| Problem details |
Write the data out again in full, with no departure from the original.
#### Records for processing
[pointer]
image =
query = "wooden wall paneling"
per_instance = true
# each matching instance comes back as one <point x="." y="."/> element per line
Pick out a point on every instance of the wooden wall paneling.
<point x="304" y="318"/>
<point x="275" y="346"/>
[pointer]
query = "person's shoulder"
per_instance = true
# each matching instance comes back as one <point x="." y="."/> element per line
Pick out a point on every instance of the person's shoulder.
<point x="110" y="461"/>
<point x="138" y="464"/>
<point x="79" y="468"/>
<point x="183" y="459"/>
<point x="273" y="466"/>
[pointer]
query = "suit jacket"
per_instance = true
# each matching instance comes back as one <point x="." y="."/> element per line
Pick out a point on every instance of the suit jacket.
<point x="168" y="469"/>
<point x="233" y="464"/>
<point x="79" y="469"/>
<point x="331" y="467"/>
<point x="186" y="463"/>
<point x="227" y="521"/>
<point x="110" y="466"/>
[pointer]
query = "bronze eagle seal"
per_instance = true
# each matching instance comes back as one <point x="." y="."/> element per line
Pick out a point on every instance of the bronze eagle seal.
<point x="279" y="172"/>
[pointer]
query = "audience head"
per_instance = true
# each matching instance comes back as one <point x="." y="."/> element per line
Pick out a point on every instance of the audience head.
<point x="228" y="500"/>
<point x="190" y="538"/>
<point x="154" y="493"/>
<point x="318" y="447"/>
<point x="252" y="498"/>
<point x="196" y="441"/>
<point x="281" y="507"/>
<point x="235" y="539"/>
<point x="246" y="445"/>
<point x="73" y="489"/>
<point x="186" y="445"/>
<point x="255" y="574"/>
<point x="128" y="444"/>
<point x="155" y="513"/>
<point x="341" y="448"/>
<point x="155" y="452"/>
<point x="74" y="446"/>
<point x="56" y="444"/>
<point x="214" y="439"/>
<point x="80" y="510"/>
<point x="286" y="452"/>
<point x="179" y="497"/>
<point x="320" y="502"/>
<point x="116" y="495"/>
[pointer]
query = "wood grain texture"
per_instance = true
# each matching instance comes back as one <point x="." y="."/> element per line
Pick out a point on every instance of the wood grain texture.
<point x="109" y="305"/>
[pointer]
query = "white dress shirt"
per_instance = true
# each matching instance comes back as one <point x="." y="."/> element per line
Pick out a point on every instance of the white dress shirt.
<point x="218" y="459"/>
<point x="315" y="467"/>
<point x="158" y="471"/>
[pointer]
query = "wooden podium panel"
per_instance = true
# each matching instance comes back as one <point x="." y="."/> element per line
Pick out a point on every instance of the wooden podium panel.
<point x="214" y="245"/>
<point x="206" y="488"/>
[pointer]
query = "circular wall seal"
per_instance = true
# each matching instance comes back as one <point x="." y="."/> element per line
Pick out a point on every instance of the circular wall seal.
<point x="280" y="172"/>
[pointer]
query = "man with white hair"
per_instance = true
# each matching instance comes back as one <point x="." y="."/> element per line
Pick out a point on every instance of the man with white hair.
########
| Answer to this task |
[pointer]
image =
query = "wooden wall paneling"
per_instance = true
# each matching instance comes back as one <point x="." y="."/> element per line
Pick out a point on every instance of the wooden wall paneling.
<point x="304" y="318"/>
<point x="275" y="346"/>
[pointer]
query = "person's shoulder"
per_instance = true
# each matching instance comes back as one <point x="." y="."/> element per line
Pick out a point on every instance of the person's shoulder.
<point x="110" y="461"/>
<point x="138" y="464"/>
<point x="79" y="468"/>
<point x="183" y="459"/>
<point x="273" y="466"/>
[pointer]
query = "suit jacket"
per_instance = true
# each matching instance comes back as one <point x="." y="."/> element per line
Pick out a point on every instance of the suit jacket.
<point x="168" y="469"/>
<point x="233" y="464"/>
<point x="79" y="469"/>
<point x="331" y="467"/>
<point x="186" y="463"/>
<point x="227" y="521"/>
<point x="110" y="466"/>
[pointer]
query = "bronze eagle seal"
per_instance = true
# each matching instance comes back as one <point x="." y="."/> element per line
Pick out a point on every instance of the bronze eagle seal.
<point x="279" y="172"/>
[pointer]
query = "audience head"
per_instance = true
# each matching instance comes back as one <point x="." y="."/> element per line
Pick out a point on every instance of the audience head.
<point x="228" y="500"/>
<point x="190" y="538"/>
<point x="154" y="493"/>
<point x="318" y="447"/>
<point x="252" y="498"/>
<point x="196" y="441"/>
<point x="281" y="507"/>
<point x="235" y="539"/>
<point x="246" y="445"/>
<point x="73" y="489"/>
<point x="186" y="445"/>
<point x="255" y="574"/>
<point x="128" y="444"/>
<point x="155" y="513"/>
<point x="341" y="448"/>
<point x="155" y="452"/>
<point x="74" y="446"/>
<point x="56" y="444"/>
<point x="214" y="439"/>
<point x="80" y="510"/>
<point x="286" y="452"/>
<point x="179" y="497"/>
<point x="320" y="502"/>
<point x="116" y="495"/>
[pointer]
query = "wood grain texture"
per_instance = true
# each matching instance comes back as one <point x="." y="."/> element per line
Pick out a point on every instance of the wood grain texture.
<point x="109" y="305"/>
[pointer]
query = "white dress shirt"
per_instance = true
# each matching instance comes back as one <point x="." y="."/> element per line
Pick out a point on every instance of the white dress shirt.
<point x="218" y="459"/>
<point x="315" y="467"/>
<point x="158" y="471"/>
[pointer]
query = "wooden podium panel"
per_instance = true
# each matching instance comes back as one <point x="." y="."/> element per line
Pick out a point on every instance of the wooden podium panel.
<point x="214" y="245"/>
<point x="206" y="488"/>
[pointer]
query = "circular wall seal"
per_instance = true
# each matching instance comes back as one <point x="." y="."/> element per line
Pick out a point on every instance of the circular wall seal.
<point x="280" y="172"/>
[pointer]
query = "man with white hair"
per_instance = true
# each matching instance comes back as one <point x="." y="."/> element per line
Pick out a point on every instance of the man with white hair.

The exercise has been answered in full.